> **Required work**:
• 1. Could you repeat, word for word, everything in the summary of the extractive industries meeting from "Saturday, 30th October" down to "and capacity development."?
• 2. Could you give everything in the records from the line containing "the sky, one" down to the line containing "point(73, 69)", both included, as a JSON list of strings with one string per line and blank lines omitted?

> **Excerpted text**:
━━━━━━━━━━━━━━━━━━━━

Saturday, 30th October 2010, Birchwood Hotel, Johannesburg, South Africa
Sub-Saharan Africa continues to be resource rich but paradoxically remains unlikely to meet most of the United Nations’ Millennium Development Goals (MDGs), and more especially the goal on Eradicating Extreme Poverty. In line with their representational, lawmaking and oversight function, Parliamentarians from Angola, Democratic Republic of Congo, Malawi, Swaziland, Zambia, Zimbabwe assisted by Southern African experts, met under the auspices of the SADC Parliamentary Forum and the Southern Africa Resource Watch (SARW). The overall aim of the consultative meeting was to critically review extractive industries in Southern Africa in order to identify issues pertaining to further parliamentary awareness and capacity development.
The meeting, amongst other things, dealt with important matters such as Contract Negotiations, Regional Policy Harmonization, Revenue Transparency, Environmental Protection, Sustainable Development and Social Empowerment through Corporate Social Responsibility.

━━━━━━━━━━━━━━━━━━━━

> **Supplied data**:
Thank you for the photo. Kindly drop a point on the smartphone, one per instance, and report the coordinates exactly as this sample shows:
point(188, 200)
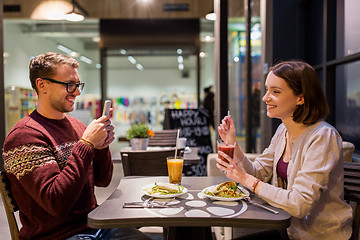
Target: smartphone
point(107, 105)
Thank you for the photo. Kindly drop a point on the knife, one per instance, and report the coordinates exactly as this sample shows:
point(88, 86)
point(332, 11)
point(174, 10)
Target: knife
point(143, 205)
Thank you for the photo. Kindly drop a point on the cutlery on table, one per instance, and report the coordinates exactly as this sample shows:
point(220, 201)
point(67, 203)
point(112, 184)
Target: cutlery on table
point(148, 204)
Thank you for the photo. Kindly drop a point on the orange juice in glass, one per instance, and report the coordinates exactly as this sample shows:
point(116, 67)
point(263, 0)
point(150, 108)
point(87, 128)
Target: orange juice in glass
point(175, 166)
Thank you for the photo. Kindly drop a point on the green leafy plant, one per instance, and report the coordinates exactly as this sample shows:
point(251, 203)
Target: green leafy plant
point(139, 130)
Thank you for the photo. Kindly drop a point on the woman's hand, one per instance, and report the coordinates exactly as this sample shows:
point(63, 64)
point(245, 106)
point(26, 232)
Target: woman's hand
point(237, 173)
point(226, 123)
point(233, 170)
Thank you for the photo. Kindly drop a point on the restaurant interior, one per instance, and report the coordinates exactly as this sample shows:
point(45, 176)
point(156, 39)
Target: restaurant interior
point(150, 56)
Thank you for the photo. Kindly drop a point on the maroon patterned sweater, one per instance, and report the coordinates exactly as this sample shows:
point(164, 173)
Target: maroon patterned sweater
point(53, 175)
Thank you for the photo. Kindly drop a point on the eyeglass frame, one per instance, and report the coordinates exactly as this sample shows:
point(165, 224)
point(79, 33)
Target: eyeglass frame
point(77, 85)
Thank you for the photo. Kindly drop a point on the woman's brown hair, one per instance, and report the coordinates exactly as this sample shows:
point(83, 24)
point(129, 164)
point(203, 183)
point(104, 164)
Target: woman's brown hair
point(303, 79)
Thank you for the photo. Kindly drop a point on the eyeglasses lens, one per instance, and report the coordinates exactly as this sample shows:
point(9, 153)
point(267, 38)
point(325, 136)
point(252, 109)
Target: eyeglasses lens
point(71, 87)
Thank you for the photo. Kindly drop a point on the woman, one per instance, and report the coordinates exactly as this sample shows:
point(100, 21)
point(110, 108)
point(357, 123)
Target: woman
point(302, 169)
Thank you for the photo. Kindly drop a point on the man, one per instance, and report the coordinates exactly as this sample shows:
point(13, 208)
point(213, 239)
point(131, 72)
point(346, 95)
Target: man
point(54, 161)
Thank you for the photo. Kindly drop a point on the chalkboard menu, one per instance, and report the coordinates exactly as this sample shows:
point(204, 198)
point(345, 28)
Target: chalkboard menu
point(193, 126)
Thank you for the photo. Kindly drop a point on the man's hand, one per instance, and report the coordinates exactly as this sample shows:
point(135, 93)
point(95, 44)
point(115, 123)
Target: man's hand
point(100, 132)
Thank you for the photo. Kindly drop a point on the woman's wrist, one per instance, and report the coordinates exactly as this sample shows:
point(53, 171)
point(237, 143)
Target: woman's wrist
point(252, 183)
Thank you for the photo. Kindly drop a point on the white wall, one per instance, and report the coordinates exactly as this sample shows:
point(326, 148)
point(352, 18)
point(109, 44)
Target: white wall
point(121, 83)
point(21, 47)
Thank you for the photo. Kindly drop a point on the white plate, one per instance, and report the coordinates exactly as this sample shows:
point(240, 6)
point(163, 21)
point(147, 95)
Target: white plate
point(158, 195)
point(223, 198)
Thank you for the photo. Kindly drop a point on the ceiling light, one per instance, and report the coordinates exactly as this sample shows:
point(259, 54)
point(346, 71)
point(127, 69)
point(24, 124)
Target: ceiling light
point(96, 39)
point(51, 10)
point(203, 54)
point(139, 66)
point(77, 13)
point(64, 49)
point(211, 16)
point(180, 59)
point(67, 50)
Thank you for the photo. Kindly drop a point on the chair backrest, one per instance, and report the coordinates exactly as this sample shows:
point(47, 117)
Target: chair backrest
point(164, 138)
point(348, 149)
point(9, 204)
point(352, 193)
point(146, 163)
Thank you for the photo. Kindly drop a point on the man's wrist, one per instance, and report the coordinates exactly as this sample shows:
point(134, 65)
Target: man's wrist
point(86, 142)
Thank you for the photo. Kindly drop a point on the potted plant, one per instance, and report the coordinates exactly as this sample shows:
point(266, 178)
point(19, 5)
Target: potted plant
point(139, 134)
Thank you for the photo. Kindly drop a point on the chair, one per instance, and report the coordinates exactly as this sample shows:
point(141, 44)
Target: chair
point(352, 193)
point(164, 138)
point(146, 163)
point(9, 204)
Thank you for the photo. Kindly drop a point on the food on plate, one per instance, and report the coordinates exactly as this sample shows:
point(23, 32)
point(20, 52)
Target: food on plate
point(226, 190)
point(164, 189)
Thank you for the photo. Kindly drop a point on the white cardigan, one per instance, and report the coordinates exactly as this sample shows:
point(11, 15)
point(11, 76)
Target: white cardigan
point(315, 190)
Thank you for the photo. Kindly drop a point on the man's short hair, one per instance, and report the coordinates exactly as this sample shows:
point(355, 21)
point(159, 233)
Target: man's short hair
point(45, 65)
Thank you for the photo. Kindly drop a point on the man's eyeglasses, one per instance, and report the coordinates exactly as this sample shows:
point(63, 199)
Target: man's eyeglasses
point(70, 86)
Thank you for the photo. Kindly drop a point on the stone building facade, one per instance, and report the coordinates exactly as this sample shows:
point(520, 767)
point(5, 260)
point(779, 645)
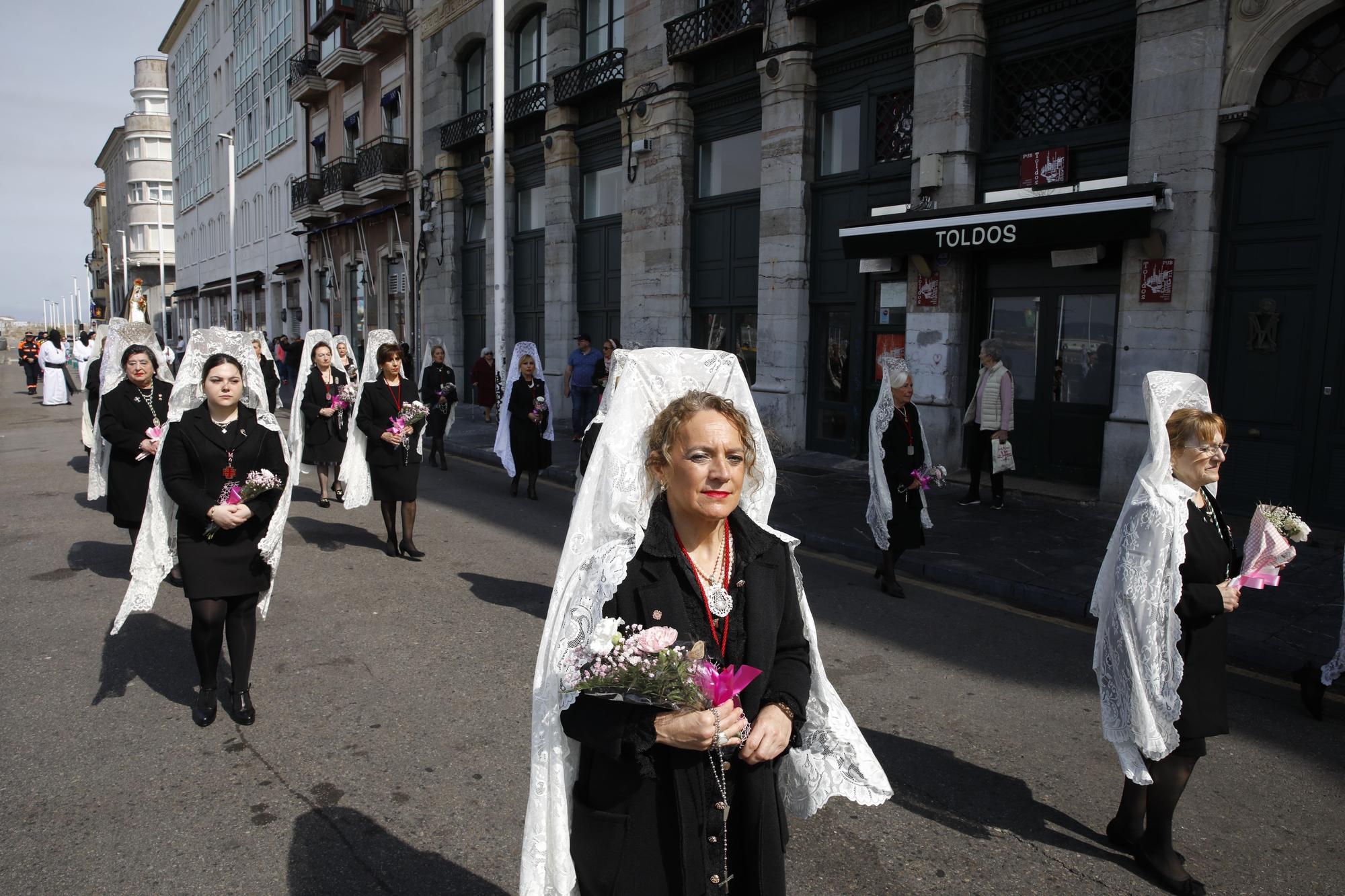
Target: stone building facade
point(810, 185)
point(137, 162)
point(228, 67)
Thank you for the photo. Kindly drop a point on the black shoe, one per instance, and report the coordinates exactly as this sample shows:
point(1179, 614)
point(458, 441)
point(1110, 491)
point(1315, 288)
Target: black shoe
point(241, 706)
point(1311, 689)
point(204, 712)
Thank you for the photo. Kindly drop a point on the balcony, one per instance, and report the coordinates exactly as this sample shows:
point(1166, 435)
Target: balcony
point(340, 185)
point(525, 103)
point(591, 75)
point(381, 167)
point(344, 64)
point(306, 85)
point(379, 24)
point(306, 198)
point(328, 14)
point(711, 25)
point(465, 130)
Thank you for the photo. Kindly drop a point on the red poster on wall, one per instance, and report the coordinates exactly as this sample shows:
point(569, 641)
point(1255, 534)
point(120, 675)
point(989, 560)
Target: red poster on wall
point(927, 291)
point(1156, 279)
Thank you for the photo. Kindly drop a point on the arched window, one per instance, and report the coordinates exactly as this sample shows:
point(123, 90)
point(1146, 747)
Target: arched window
point(531, 52)
point(474, 81)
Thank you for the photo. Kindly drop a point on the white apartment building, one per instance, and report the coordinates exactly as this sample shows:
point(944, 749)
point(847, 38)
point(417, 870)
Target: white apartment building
point(137, 162)
point(228, 65)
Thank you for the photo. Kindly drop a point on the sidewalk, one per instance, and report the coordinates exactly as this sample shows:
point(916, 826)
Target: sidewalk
point(1039, 552)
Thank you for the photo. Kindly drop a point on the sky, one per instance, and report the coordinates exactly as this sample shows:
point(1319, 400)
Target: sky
point(73, 69)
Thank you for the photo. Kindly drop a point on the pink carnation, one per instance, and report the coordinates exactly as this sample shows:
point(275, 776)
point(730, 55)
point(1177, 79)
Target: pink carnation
point(652, 641)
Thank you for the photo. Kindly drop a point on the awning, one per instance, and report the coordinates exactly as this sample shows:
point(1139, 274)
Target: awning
point(1048, 222)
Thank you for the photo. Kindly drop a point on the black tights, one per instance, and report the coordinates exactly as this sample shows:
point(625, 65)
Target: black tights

━━━━━━━━━━━━━━━━━━━━

> **Answers by task**:
• 1.
Saturday, 30th October 2010, Birchwood Hotel, Johannesburg, South Africa
Sub-Saharan Africa continues to be resource rich but paradoxically remains unlikely to meet most of the United Nations’ Millennium Development Goals (MDGs), and more especially the goal on Eradicating Extreme Poverty. In line with their representational, lawmaking and oversight function, Parliamentarians from Angola, Democratic Republic of Congo, Malawi, Swaziland, Zambia, Zimbabwe assisted by Southern African experts, met under the auspices of the SADC Parliamentary Forum and the Southern Africa Resource Watch (SARW). The overall aim of the consultative meeting was to critically review extractive industries in Southern Africa in order to identify issues pertaining to further parliamentary awareness and capacity development.

• 2.
[
  "Thank you for the photo. Kindly drop a point on the sky, one per instance, and report the coordinates exactly as this sample shows:",
  "point(1319, 400)",
  "Target: sky",
  "point(73, 69)"
]